[Extracted material]

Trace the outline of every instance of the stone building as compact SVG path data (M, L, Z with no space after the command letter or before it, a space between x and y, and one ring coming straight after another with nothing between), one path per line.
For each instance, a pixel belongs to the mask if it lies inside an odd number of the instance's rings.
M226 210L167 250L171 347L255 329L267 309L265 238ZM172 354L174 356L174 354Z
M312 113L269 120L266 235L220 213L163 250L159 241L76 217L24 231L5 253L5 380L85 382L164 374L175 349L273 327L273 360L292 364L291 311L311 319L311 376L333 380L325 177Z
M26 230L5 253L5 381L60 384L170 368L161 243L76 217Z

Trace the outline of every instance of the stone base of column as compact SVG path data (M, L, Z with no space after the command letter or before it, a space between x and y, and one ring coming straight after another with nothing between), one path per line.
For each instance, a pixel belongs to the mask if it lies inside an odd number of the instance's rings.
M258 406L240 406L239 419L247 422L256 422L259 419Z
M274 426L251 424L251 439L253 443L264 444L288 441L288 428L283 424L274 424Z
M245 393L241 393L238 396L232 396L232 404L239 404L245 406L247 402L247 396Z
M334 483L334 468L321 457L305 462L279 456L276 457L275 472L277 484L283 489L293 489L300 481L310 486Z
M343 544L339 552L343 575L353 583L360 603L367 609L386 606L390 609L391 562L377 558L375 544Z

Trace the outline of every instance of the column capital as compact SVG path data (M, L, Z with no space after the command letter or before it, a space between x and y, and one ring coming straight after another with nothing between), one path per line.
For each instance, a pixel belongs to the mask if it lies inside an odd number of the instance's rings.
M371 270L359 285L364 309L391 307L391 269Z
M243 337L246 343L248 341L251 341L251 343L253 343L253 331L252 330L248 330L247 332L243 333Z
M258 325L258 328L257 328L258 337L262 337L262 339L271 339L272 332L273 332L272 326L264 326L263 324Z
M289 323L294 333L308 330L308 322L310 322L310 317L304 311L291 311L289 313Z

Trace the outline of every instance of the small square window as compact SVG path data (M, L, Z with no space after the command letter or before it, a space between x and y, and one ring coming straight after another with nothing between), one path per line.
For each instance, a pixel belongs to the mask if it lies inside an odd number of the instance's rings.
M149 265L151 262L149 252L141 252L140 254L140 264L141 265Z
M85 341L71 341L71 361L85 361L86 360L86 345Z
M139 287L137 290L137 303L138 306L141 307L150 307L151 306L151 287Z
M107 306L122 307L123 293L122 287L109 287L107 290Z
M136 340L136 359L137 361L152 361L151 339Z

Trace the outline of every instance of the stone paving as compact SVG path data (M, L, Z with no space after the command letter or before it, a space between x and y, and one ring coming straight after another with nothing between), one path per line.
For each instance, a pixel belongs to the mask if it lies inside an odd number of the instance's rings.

[/Extracted material]

### Exercise requirements
In the listing above, please copy exactly the lines from the first through the one that contains "Trace the outline of every instance of the stone base", and no others.

### Result of this task
Trace the outline of every instance of the stone building as compact SVG path data (M, L, Z with no space after the command letter or before it, a space between x and y, and one ring coming straight after another with nothing between), one path per line.
For each instance, a pixel belongs to the mask if it lies inside an odd number of the instance's rings.
M226 210L167 250L171 347L255 329L267 309L265 238ZM172 354L174 356L174 354Z
M312 113L269 120L266 235L220 213L163 250L159 241L76 217L24 231L5 253L5 380L85 382L164 374L175 349L273 327L273 360L292 364L291 311L311 319L311 376L333 380L325 177Z
M26 230L5 253L5 381L60 384L170 368L161 243L76 217Z

Trace the outline of every instance of the stone base of column as compact SVG path data (M, L, Z with no space after the command letter or before it, a space between x and y, and one ring coming straight after another with nothing between), one path per line.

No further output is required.